DETROIT -

A hard working family man who was celebrating what was supposed to be a momentous occasion suddenly became another victim of brutal gun violence.

In an instant, life and how he sees it, changed for forever.

Local 4’s Sandra Ali sat down with Sean Kelley for his story.

“Some mornings I wake up and, oh, it’s so rough. I tell my wife, ‘I don’t like this. It will be so black,” Kelley said.

On Jan. 12 of this year, Kelley and a friend were walking to their car in a strip mall parking lot on Joy Road near Evergreen.

Out of the corner of his eye, he saw someone approaching.

“This guy just came out of nowhere,” Kelley said.

It was a gunman with a .45 caliber pistol.

“I could just see the evil in his face,” Kelley said.

Then, the gunshots came.

“It was like thunder, like an eruption,” Kelley said.

He was shot in the head at point blank range.

“The bullet went in from my right side and exited on the left side. It was a clean exit,” Kelley said. “I thought one of my teeth had fallen out, something was rattling inside my mouth. When I spit it in my hand, it was a bullet.”

Kelley said that was the last memory he had before everything went dark.

He woke up in the hospital to some grave news.

“Initially, when I got to Sinai-Grace, they told me I would never be able to see out of either eye,” Kelley said.

He was completely blind.
+ + + + +
Directions:
a – Repeat the passage of the Sean Kelley article word for word, beginning at the words "It was a gunman" and stopping after "point blank range.".
b – Write the next part of the news article about the shooting of Sean Kelley, picking up after its final sentence.
The records that come next are separate material and have no connection to the article about Sean Kelley.

Extracted records:
+ + + + +
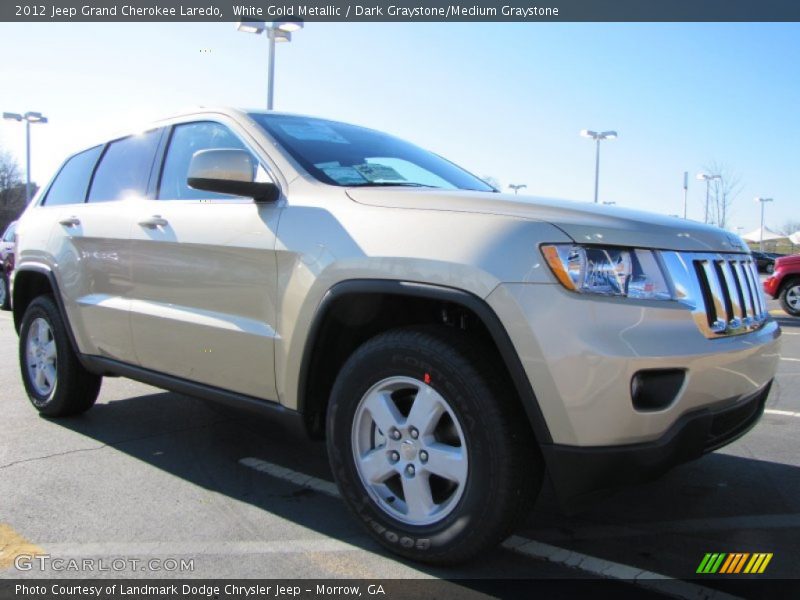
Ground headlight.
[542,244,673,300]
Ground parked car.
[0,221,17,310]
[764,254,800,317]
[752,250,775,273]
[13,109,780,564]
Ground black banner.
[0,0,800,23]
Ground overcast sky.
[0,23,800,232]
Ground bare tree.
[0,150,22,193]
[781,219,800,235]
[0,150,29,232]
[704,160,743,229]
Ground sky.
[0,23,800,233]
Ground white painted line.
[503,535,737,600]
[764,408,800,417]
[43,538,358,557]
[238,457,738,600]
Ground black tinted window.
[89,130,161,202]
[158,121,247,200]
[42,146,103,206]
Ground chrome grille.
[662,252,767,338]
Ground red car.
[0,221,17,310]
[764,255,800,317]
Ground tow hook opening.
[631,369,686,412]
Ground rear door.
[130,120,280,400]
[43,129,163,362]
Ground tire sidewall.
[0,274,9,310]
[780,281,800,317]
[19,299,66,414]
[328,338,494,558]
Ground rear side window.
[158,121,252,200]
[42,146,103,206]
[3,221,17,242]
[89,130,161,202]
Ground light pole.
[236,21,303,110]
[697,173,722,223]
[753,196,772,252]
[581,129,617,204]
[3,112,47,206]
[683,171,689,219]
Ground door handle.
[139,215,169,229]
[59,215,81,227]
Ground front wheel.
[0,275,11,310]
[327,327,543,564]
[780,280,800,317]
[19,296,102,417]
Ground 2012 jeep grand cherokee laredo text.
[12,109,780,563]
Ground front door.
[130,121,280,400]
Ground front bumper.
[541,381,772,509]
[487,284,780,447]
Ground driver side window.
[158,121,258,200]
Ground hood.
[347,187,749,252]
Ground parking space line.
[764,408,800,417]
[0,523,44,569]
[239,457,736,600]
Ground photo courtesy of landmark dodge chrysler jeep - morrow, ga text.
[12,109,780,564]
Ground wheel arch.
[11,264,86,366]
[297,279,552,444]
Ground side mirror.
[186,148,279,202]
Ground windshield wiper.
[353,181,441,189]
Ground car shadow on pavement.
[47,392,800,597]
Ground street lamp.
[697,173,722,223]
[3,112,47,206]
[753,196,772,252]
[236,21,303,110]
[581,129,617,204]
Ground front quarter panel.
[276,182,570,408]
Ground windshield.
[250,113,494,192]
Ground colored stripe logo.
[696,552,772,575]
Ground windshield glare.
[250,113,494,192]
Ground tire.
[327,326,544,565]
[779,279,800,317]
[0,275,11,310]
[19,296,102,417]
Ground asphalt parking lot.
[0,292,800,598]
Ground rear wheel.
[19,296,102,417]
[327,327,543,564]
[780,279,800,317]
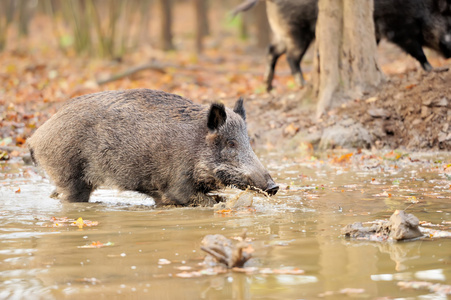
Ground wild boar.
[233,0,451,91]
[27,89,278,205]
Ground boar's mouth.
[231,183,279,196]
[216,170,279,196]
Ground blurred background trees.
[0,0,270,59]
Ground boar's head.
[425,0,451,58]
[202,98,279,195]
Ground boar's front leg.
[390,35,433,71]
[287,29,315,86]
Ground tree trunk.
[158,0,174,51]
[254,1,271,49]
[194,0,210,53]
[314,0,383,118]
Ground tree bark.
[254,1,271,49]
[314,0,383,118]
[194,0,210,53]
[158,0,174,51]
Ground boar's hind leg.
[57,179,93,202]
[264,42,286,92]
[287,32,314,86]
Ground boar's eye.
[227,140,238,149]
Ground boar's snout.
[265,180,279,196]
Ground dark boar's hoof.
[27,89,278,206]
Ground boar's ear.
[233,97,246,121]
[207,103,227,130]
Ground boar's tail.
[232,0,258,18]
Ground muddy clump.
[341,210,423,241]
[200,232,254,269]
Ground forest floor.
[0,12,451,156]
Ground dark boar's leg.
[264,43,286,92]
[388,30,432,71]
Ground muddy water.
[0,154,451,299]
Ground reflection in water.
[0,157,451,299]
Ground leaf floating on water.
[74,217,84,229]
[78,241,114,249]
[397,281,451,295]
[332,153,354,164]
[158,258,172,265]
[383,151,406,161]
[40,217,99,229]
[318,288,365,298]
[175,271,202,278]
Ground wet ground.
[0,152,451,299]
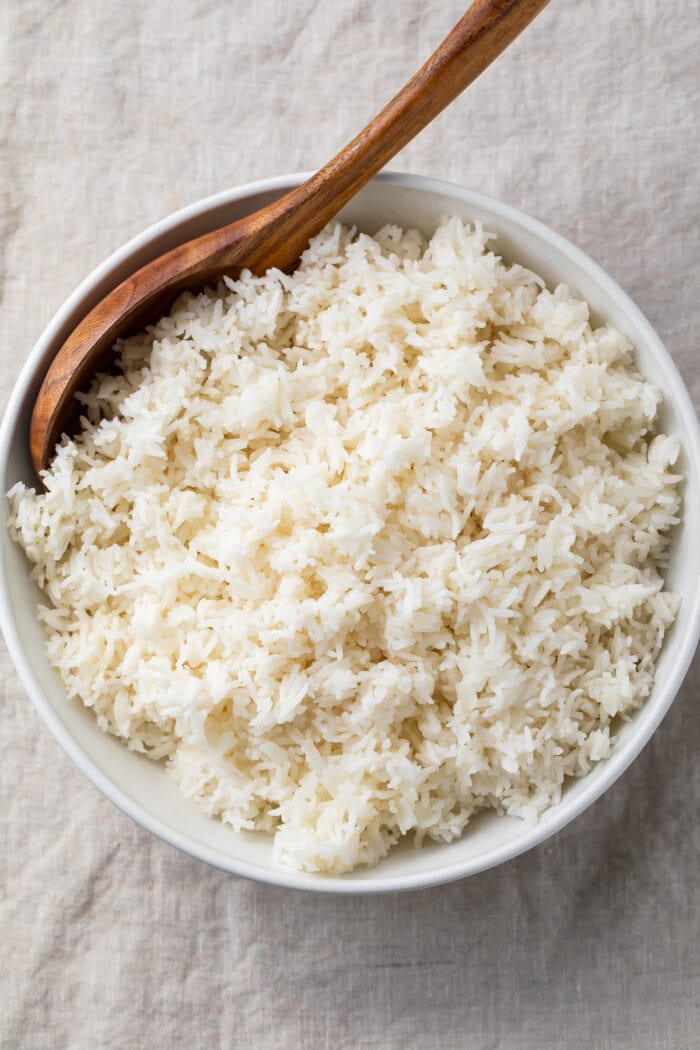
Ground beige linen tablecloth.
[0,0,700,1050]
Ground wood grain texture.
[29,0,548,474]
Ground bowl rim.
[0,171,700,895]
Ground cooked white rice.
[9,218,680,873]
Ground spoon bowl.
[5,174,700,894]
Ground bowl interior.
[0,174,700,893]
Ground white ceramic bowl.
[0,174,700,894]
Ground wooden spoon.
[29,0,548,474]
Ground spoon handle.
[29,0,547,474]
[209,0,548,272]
+ + + + +
Answers below:
a –
It was a gunman with a .45 caliber pistol.

“I could just see the evil in his face,” Kelley said.

Then, the gunshots came.

“It was like thunder, like an eruption,” Kelley said.

He was shot in the head at point blank range.

b –
“I can’t even see the sun, the stars or the daylight,” Kelley said. “My most prized possession, my wife and son, I can’t even see anymore.”

Kelley’s wife, Larhonda, had just given birth to their son.

Kelley said he’s grateful he can still touch and hold his son, even if he can’t see what he looks like.

“It’s just so disturbing to me that right now the only thing I have is a vague memory of him,” the father said.

Kelley and his family are struggling to adjust to his new life.

Doctors have told him they might one day be able to restore some sight to his left eye.

But until then, Kelley said he’s focused on bringing attention to the growing epidemic of gun violence and catching the gunman who targeted him.

Kelley said he’s been told by detectives on his case that more than 60 percent of shooting cases like his go unsolved.

Kelley has not been able to work, and his family is in need of help.

Anyone willing to donate can do so at any Flagstar Bank under the “The Sean Kelley Support Team - #111012689.”